Metadata-Version: 2.4
Name: pixtreme
Version: 0.2.4
Summary: pixtreme: A High-Performance Graphics Library with CUDA Support
Author-email: minamik <mia@sync.dev>
License-Expression: MIT
Project-URL: repository, https://github.com/sync-dev-org/pixtreme
Classifier: Development Status :: 4 - Beta
Classifier: Environment :: GPU :: NVIDIA CUDA :: 12
Classifier: Intended Audience :: Developers
Classifier: Operating System :: Microsoft :: Windows
Classifier: Operating System :: POSIX :: Linux
Classifier: Programming Language :: Python :: 3.10
Classifier: Programming Language :: Python :: 3.11
Classifier: Programming Language :: Python :: 3.12
Classifier: Programming Language :: Python :: 3.13
Classifier: Topic :: Multimedia :: Graphics
Classifier: Topic :: Software Development :: Libraries
Requires-Python: >=3.10
Description-Content-Type: text/markdown
License-File: LICENSE
License-File: third_party/aces/LICENSE_ACES.txt
Requires-Dist: basicsr-fixed>=1.4.2
Requires-Dist: cupy-cuda12x>=13.4.1
Requires-Dist: numpy
Requires-Dist: nvidia-nvimgcodec-cu12-stubs>=0.5.0.13
Requires-Dist: nvidia-nvimgcodec-cu12[all]>=0.5.0.13
Requires-Dist: onnx>=1.18.0
Requires-Dist: onnxconverter-common>=1.13.0
Requires-Dist: onnx-graphsurgeon
Requires-Dist: onnxoptimizer
Requires-Dist: onnxruntime-gpu>=1.22.0
Requires-Dist: openexr>=3.3.3
Requires-Dist: pydantic~=2.0
Requires-Dist: spandrel>=0.4.1
Requires-Dist: spandrel_extra_arches>=0.2.0
Requires-Dist: tensorrt>=10.11.0.33
Requires-Dist: tensorrt_stubs>=10.11.0.33
Requires-Dist: torch>=2.4
Requires-Dist: torchvision>=0.19
Provides-Extra: dev
Requires-Dist: black>=25.1.0; extra == "dev"

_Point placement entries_

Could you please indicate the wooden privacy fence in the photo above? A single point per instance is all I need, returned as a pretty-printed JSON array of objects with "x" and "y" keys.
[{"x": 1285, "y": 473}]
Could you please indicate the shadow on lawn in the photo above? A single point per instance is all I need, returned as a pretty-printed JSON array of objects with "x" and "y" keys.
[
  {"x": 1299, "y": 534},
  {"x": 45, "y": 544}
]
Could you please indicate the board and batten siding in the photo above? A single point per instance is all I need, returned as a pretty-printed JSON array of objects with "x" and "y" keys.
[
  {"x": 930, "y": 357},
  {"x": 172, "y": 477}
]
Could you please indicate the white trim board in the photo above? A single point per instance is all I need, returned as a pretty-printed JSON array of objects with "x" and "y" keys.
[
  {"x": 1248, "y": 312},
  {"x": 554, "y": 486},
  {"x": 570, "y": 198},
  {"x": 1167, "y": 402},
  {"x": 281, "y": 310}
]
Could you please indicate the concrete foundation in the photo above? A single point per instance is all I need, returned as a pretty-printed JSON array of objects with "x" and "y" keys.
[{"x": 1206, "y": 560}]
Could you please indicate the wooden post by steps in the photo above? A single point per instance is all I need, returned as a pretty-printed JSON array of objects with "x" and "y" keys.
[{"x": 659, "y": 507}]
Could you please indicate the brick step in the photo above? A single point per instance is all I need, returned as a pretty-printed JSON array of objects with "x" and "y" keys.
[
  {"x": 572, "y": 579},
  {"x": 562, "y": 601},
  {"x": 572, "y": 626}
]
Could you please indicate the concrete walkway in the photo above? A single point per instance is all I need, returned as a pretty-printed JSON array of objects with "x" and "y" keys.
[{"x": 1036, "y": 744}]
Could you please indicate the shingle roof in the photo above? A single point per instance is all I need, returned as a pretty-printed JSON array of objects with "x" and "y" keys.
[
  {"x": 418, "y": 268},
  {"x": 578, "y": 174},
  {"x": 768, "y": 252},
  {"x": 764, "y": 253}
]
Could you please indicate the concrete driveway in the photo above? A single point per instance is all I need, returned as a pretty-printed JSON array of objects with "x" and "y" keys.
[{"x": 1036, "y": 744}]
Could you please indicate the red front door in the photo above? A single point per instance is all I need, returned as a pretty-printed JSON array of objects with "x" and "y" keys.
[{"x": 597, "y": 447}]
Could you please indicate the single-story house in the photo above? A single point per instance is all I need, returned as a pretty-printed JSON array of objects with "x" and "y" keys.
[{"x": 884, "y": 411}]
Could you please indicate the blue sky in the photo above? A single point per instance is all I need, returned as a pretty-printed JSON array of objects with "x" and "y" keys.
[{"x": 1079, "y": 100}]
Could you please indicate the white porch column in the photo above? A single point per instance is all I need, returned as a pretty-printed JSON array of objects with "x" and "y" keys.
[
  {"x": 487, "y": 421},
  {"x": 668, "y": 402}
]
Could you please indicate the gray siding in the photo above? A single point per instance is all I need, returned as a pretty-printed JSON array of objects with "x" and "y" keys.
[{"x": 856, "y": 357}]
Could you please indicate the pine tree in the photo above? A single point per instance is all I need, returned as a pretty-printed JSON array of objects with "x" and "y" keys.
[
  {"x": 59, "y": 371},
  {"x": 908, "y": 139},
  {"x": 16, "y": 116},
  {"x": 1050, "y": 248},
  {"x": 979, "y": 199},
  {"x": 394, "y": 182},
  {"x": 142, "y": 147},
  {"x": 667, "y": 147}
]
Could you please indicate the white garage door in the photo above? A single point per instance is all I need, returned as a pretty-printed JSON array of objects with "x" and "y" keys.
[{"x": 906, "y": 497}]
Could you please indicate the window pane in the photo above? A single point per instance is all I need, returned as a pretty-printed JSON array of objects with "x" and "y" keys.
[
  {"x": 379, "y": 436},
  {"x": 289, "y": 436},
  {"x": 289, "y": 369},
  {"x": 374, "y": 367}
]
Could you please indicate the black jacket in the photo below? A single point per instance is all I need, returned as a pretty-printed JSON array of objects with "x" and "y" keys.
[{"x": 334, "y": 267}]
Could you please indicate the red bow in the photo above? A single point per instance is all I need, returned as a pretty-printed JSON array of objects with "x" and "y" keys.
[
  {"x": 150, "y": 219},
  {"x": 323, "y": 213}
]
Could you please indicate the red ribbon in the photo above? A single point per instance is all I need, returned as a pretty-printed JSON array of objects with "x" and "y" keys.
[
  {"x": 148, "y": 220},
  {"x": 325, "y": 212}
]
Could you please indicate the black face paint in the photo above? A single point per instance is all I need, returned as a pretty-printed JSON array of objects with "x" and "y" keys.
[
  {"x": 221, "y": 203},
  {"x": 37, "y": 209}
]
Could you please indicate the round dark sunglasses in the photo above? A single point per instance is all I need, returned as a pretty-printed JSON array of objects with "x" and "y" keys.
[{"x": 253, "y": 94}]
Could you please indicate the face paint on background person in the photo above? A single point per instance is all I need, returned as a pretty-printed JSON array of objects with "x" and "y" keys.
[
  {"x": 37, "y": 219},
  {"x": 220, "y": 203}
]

_REQUIRED WORK_
**1)** Summarize the pixtreme package metadata in two sentences.
**2)** Reproduce the entries word for word, starting at the line that contains "Could you please indicate the round" and continuing through the last line of the entries, with both ends included.

_PER-TASK ANSWERS_
**1)** pixtreme is a high-performance graphics library with CUDA support, released by minamik as version 0.2.4 under the MIT license with a beta development status. It requires Python 3.10 or later, runs on Windows and Linux, and depends on packages such as cupy-cuda12x, numpy, onnxruntime-gpu, tensorrt, and torch.

**2)**
Could you please indicate the round dark sunglasses in the photo above? A single point per instance is all I need, returned as a pretty-printed JSON array of objects with "x" and "y" keys.
[{"x": 253, "y": 94}]
Could you please indicate the face paint on background person in the photo above? A single point per instance is all I need, returned as a pretty-printed JSON array of objects with "x" and "y" keys.
[
  {"x": 37, "y": 219},
  {"x": 220, "y": 203}
]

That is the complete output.